WHAT IS BEING ASKED
Apart from the images, reproduce all of the data word for word.

GIVEN INFORMATION
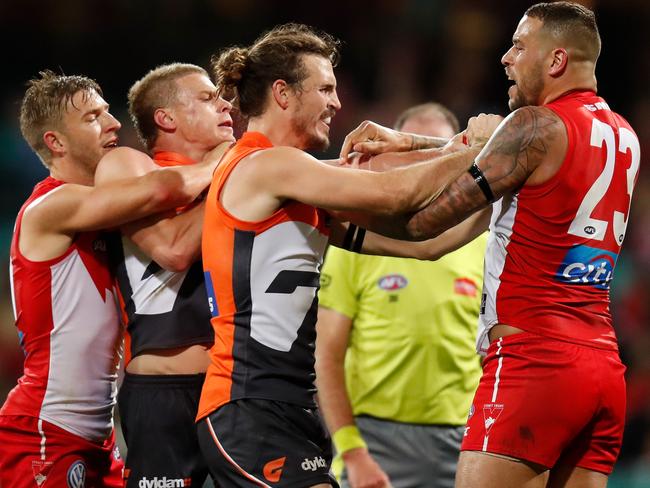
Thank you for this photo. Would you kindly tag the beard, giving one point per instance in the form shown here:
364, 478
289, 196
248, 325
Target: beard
529, 89
305, 128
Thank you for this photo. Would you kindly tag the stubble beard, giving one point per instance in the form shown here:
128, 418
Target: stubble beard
311, 140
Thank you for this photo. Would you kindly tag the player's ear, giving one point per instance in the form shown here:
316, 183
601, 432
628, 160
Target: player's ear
55, 142
559, 62
280, 92
164, 119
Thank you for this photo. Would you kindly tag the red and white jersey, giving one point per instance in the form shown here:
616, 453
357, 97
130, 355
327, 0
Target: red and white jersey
68, 324
553, 247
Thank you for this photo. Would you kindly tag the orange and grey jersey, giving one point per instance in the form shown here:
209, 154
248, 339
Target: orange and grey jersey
162, 309
262, 278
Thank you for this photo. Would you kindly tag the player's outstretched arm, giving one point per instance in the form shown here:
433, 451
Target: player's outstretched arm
171, 239
372, 138
527, 148
348, 236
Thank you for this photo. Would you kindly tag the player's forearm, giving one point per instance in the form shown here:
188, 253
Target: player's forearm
332, 394
426, 142
173, 241
418, 185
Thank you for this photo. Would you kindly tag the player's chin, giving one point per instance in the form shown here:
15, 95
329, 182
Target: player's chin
226, 132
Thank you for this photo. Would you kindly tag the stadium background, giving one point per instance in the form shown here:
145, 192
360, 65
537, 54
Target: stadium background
395, 53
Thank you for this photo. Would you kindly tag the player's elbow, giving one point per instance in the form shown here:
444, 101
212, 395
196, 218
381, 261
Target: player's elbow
168, 191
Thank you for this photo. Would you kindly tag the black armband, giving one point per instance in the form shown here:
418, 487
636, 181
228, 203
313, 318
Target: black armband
353, 240
481, 181
358, 240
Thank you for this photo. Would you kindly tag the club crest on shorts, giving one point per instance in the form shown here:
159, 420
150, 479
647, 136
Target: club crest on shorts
491, 412
77, 475
273, 469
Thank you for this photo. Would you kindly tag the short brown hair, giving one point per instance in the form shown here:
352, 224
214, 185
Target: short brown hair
155, 90
246, 73
570, 22
44, 104
436, 108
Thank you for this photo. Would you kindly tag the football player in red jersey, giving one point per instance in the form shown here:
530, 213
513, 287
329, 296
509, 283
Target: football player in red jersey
57, 424
561, 170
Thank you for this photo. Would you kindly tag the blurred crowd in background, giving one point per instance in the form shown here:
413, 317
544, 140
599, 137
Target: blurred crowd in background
396, 53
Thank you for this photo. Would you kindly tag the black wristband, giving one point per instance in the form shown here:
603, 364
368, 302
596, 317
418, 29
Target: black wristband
358, 241
481, 181
349, 237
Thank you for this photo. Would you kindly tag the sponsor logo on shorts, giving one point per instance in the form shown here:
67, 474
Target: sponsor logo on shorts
273, 469
313, 464
164, 482
40, 470
392, 282
491, 412
76, 475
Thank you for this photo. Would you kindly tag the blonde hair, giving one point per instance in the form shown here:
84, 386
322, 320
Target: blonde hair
155, 90
45, 103
246, 73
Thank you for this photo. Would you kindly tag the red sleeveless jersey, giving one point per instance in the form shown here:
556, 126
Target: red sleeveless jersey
68, 324
262, 278
553, 247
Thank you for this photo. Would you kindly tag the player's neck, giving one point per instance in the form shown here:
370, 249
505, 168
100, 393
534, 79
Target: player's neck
278, 132
578, 82
188, 149
63, 169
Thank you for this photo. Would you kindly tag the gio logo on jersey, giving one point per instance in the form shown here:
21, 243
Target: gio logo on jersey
584, 265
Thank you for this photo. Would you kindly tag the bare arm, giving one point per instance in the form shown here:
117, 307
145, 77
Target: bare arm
528, 147
263, 181
333, 331
431, 249
172, 240
372, 138
50, 224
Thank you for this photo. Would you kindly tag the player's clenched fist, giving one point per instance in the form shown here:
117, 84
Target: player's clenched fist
371, 138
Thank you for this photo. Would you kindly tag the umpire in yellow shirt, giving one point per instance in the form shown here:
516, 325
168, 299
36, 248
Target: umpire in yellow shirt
396, 366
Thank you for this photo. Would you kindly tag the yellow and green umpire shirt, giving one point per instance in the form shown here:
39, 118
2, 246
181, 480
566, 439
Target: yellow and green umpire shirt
411, 355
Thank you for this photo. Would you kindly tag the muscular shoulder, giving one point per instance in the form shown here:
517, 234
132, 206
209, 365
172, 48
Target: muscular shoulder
123, 162
527, 148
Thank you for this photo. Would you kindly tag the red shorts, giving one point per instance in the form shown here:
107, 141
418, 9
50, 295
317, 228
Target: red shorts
54, 457
548, 401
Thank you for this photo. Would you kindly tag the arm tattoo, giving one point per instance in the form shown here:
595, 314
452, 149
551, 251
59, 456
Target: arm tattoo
426, 142
520, 145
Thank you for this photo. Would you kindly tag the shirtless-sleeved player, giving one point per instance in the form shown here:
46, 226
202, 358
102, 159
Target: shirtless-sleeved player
179, 117
550, 408
263, 241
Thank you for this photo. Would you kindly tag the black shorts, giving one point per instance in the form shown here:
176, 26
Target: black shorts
158, 415
253, 443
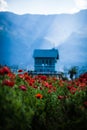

FINAL ANSWER
Thank you for this photo. Would you kindly tag the beard, giving one point per instance in the form shown here:
364, 478
289, 196
248, 325
Target: beard
529, 89
305, 128
Thank you for this photo. Would you kindly tag the stubble beard, giving one point per instance in the form shown here:
128, 418
Target: stubble beard
311, 140
Thank you for this photo. Would you kindly tag the player's ear, giving one point per instance in the form shown here:
316, 183
601, 432
628, 160
Target: player's ear
55, 142
559, 62
280, 92
164, 119
Thank you for this photo. Would you kindly tag the red and white jersey, giving one point per instance in the form shown here:
616, 453
357, 97
130, 355
327, 0
Target: red and white jersey
68, 324
553, 247
Thank you for this photo. Would you kindly tag the orange and grey jersey, giving one point per instance in the form shown here:
209, 154
248, 339
Target: orange and grey jersey
162, 309
262, 278
Thank you for this photo. Would you kindly tag the player's outstretched arm, giving one point per instance in the form shown here:
433, 451
Target: player's outstretched arm
171, 239
372, 138
527, 148
348, 236
Thank you for this photo. Would you kindly tag the player's forearm, giving one point per instance in the form shown here:
188, 253
Target: player's forearm
332, 394
426, 142
173, 241
418, 185
Thank you for this photo. Would you kindly tag the player's chin, giving one point per instance in the form shown here:
15, 95
329, 182
Target: player's chin
226, 132
Thank you for this photo. Would you kindly tag the stadium background, giving one point per instance in the form shown here:
145, 192
360, 65
537, 54
Target: stadium background
395, 53
Thank you for this photo. Would you kindly tag the player's elbow, giving one point per instance in the form shown here:
444, 101
212, 395
196, 218
381, 261
Target: player's elbow
168, 191
Thank you for this photo. Would you kindly tag the black armband, giving one point per instance in the form shown here:
418, 487
636, 181
228, 203
313, 318
Target: black armband
353, 240
481, 181
358, 240
Thank you for this photo. Would you kindly tag the club crest on shorts, giving one point per instance in the form shown here:
159, 420
150, 479
647, 136
Target: club crest on shorts
491, 412
77, 475
273, 469
Thank you for this photo. Would you kindly tag the short brown hair, giving one point per instance in the form shown here:
352, 224
214, 185
Target: short brown hair
155, 90
246, 73
570, 22
44, 104
436, 108
Thank you for this photo. Would you kindly tag the football player in red jersey, giving one point per instance in the form shown here:
530, 213
513, 287
329, 296
509, 283
Target: football player in red jersey
57, 424
561, 170
Thank you for this photo. Would you kindly tag the blurred crowd in background, giving one point per instance in the form shown here:
413, 317
544, 140
599, 137
Target: blurred crowd in background
396, 53
Thank you for this photo. Would you kindly tag the black wristband, giving one point per instance in the form shown here:
603, 364
368, 302
596, 317
418, 29
Target: black wristband
358, 241
481, 181
349, 237
Thank you for this photo. Would you kindly tag the sponsor logo on shorts, giving one point per instance in the form shown here:
67, 474
Target: sponsor logo on shorts
273, 469
313, 464
164, 482
40, 470
392, 282
491, 412
76, 475
Thank you for this photo. Would you kindly tag the blonde hair, giving one point per instance in the form shown here:
84, 386
322, 320
Target: blonde hair
155, 90
45, 103
246, 73
Thank you for this photo. Would you kindly tag the red sleeveless jersey, giving one point per instance in the form shown here:
556, 126
Target: red sleeveless jersey
68, 324
262, 278
553, 247
Thank you for this photo. Would you kindly tag the player's neck, giving one point per instance in the form shown here:
370, 249
505, 168
100, 393
534, 79
Target: player's neck
278, 132
578, 82
188, 149
63, 169
Thank you for this photo. Would you kindly tag the gio logo on jersey, giving one point per instance in the form shown here:
21, 243
Target: gio logo on jersey
584, 265
Thank you for this photo. Would you kindly tag the bare arm, giving one point per instance in the form shown here:
117, 307
145, 77
Target: bare arm
528, 147
263, 181
333, 331
431, 249
172, 240
372, 138
50, 224
Thank you for this photo. Would you kindly tag the player's clenched fist, giving one point per instance in the form shown here:
117, 84
Target: player's clenched fist
371, 138
Thank you for this photo. Would you kindly tag the umpire in yellow shirt, giving one point per instance in the form shown here:
516, 325
168, 299
36, 248
Target: umpire in yellow shirt
396, 366
Thank you for this photo. Would you kindly tag the yellow and green umpire shirt, giving one point per instance in the form shown here:
39, 118
2, 246
181, 480
566, 439
Target: yellow and green umpire shirt
411, 355
Thank you for this photo. Would you kindly tag the muscular shoulder, giving one point per instance in the form shown here:
517, 234
132, 206
209, 365
172, 48
Target: muscular shoulder
123, 162
527, 148
Thank you for this photo. Would you kindly tag the red shorts, giving one point per instance in the form shown here:
107, 141
418, 9
50, 295
317, 228
Target: red shorts
54, 457
548, 401
Thank you for this photo. Would you kindly tag the arm tattoo, giving one point per instance in the form shown here:
595, 314
452, 149
551, 251
59, 456
Target: arm tattoo
426, 142
520, 145
Thank you for this photo. Would you kindly tag the shirtless-sleeved player, giving one point per instance in the form shown here:
46, 226
202, 358
102, 159
Target: shirtless-sleeved player
179, 117
550, 408
263, 241
Thank you for this photo. Would you kindly tag the black shorts, giving one point per instance in the form shown here:
176, 26
Target: black shorts
158, 415
253, 443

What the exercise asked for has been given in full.